Your task | Set down exactly the lines below between the line holding "Category: black background" and the line holding "Category: bare leg", inclusive; no other line belongs in the answer.
>>>
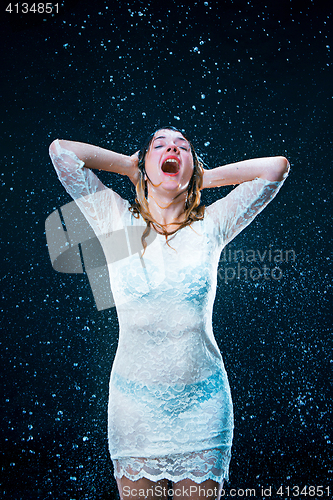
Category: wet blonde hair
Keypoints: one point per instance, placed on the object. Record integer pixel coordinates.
(193, 210)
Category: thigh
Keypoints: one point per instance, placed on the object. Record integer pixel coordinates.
(143, 488)
(208, 490)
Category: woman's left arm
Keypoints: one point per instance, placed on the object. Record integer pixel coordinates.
(273, 169)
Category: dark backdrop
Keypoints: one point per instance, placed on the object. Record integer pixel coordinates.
(244, 79)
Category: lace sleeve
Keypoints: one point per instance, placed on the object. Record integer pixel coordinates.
(101, 206)
(234, 212)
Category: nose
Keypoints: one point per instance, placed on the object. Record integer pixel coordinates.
(173, 148)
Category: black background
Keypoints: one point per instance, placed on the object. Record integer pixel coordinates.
(244, 79)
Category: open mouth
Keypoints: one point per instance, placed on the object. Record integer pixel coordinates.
(170, 166)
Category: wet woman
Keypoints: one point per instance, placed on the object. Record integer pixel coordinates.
(170, 415)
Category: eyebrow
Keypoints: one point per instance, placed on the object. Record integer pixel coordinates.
(163, 137)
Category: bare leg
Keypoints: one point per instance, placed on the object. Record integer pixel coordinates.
<<<
Answer to this problem |
Category: black background
Keypoints: one point per instance, placed on the object. Record integer pixel coordinates.
(244, 79)
Category: open mouth
Keypoints: one point per instance, placed on the object. Record integer pixel coordinates.
(170, 166)
Category: wet woman
Keypoints: one point per instance, placed on the object. Record integer pixel coordinates.
(170, 415)
Category: eyebrow
Keypoints: one point per instance, placed on the object. Record integer pixel coordinates.
(163, 137)
Category: bare leg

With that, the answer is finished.